## [EXERCISE DIRECTIONS]
Please print the records verbatim, starting at the line that contains "Find every instance of the riverbank" and continuing through the last line of the records, including both ends.

+-------+

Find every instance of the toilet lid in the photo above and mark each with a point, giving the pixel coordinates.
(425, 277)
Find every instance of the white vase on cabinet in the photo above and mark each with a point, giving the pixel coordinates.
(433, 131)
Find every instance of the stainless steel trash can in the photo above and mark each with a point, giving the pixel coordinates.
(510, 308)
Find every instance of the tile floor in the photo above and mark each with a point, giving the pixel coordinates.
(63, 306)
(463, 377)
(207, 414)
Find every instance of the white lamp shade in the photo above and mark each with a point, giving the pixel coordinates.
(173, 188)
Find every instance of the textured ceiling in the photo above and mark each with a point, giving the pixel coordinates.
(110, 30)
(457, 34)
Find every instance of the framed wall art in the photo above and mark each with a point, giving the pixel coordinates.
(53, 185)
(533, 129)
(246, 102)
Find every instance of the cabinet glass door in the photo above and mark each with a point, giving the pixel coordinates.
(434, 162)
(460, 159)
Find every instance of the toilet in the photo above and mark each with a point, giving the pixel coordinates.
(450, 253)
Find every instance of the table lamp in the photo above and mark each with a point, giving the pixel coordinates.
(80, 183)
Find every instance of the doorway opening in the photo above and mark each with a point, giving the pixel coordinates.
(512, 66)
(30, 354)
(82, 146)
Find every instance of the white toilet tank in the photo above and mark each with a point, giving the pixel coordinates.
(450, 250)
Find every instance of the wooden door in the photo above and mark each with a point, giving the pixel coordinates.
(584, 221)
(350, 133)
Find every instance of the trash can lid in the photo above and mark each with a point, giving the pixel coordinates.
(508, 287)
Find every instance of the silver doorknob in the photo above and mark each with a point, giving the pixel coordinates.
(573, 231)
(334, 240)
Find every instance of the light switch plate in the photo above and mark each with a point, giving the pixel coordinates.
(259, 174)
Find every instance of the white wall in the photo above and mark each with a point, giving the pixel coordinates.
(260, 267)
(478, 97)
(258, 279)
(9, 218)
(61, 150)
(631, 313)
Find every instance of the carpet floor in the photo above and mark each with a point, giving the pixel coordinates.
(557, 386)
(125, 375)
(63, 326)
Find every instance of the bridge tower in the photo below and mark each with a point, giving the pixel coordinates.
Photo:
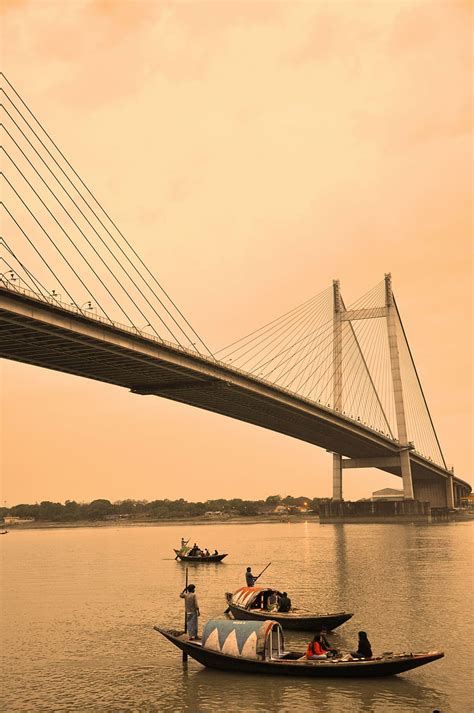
(389, 312)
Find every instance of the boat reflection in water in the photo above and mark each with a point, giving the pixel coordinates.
(259, 647)
(253, 603)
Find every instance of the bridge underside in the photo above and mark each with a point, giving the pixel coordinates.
(44, 335)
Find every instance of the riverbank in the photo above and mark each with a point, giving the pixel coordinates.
(252, 520)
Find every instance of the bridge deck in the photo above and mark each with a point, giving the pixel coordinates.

+-------+

## [ANSWER FOR THIS EXERCISE]
Find every instance of the riverbank in the photo above and mark each with a point, giving the pixel coordinates.
(252, 520)
Find every instance of the bridge deck in the photo above and mark each with a point, giving the pixel coordinates.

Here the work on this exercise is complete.